::: Listed records
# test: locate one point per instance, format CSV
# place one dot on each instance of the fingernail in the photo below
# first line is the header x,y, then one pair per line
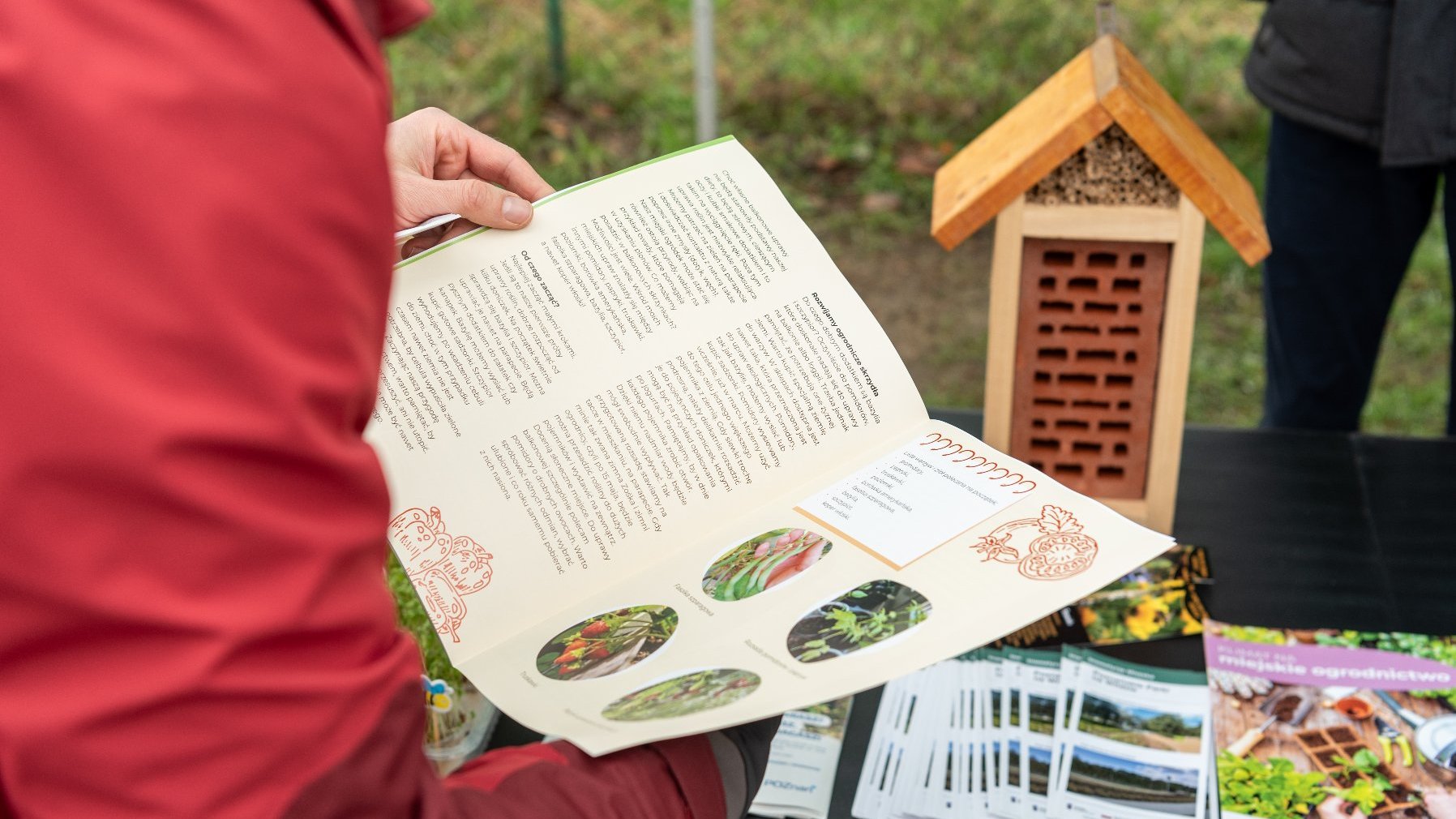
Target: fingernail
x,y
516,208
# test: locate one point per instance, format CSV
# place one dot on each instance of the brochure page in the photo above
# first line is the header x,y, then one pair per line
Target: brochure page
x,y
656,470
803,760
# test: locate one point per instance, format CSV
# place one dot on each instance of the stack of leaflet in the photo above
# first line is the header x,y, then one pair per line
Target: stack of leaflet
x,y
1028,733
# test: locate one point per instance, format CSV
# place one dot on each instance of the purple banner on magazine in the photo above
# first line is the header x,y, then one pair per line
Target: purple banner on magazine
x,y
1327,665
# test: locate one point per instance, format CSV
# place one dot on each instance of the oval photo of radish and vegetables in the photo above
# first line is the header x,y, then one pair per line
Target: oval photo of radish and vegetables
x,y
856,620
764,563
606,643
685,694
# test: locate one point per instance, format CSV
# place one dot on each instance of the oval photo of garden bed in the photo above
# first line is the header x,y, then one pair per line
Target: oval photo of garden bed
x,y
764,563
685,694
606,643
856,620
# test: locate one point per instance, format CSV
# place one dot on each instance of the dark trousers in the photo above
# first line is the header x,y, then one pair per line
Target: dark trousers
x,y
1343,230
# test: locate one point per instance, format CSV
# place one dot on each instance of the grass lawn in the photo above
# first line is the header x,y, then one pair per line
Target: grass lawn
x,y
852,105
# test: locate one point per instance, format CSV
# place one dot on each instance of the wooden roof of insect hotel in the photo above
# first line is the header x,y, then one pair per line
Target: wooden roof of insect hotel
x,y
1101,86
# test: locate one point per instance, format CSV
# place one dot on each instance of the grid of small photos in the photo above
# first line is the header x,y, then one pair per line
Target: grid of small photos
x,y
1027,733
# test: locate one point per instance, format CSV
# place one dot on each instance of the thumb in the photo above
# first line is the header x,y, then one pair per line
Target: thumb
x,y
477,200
::::::
::: Listed records
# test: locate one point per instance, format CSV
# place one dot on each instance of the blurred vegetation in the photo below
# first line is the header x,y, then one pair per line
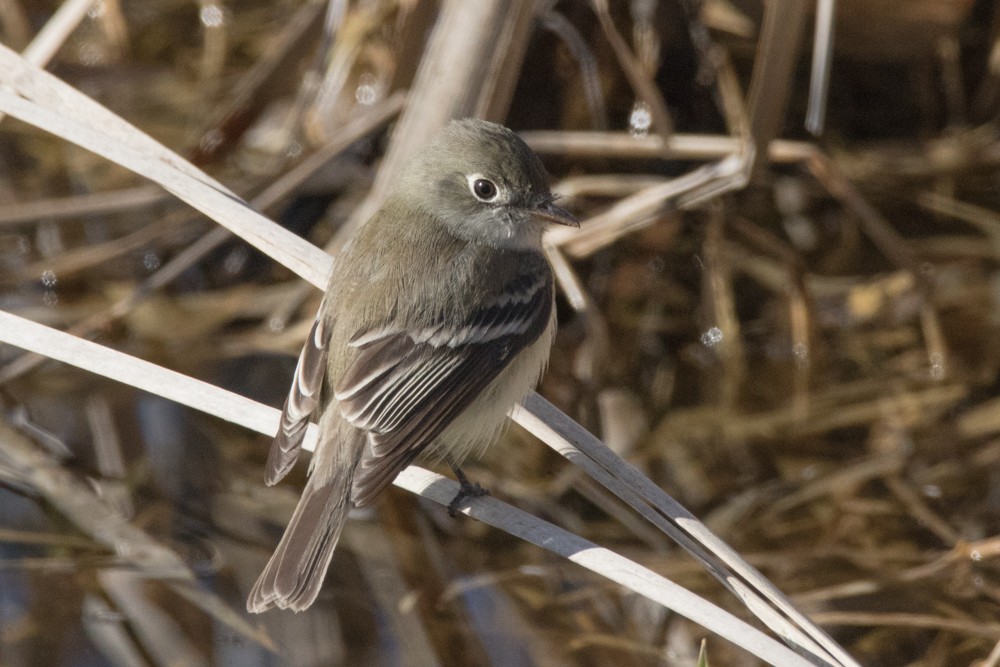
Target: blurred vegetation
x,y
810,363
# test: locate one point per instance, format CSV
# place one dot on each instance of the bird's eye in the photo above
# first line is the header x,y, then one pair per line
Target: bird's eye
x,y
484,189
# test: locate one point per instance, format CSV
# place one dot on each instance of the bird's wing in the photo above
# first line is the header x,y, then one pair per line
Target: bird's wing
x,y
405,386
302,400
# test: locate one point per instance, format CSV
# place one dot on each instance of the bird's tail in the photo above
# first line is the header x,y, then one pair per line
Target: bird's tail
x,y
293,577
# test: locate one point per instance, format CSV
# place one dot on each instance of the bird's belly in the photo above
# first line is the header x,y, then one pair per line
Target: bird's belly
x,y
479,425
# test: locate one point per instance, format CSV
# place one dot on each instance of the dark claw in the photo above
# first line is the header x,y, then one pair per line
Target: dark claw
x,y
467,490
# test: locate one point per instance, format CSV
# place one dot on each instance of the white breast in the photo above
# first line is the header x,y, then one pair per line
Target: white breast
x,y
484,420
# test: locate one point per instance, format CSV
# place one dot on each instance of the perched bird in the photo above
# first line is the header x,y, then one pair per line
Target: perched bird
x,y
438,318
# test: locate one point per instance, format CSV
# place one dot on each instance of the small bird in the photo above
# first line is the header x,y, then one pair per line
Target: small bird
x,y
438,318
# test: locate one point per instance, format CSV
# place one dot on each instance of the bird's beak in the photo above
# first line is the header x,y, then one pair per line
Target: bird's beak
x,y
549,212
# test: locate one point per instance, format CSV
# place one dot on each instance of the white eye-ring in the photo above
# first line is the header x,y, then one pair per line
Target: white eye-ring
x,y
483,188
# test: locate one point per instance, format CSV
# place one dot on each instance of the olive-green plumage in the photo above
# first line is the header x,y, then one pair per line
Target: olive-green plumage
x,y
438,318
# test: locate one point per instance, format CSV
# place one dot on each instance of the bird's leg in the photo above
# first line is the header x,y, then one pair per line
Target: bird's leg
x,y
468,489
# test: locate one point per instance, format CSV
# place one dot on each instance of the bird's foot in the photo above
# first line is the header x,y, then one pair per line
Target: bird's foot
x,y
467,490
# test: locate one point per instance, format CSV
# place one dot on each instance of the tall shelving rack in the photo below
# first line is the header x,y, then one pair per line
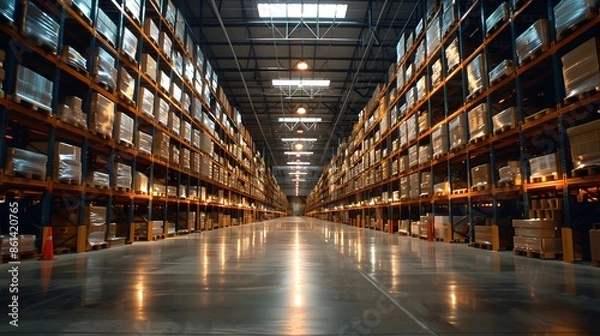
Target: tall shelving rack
::::::
[The problem]: Return every line from the source records above that contains the string "stack". Case counts.

[Correct result]:
# place one dot on each instance of the stack of leaflet in the photo above
Target: stack of leaflet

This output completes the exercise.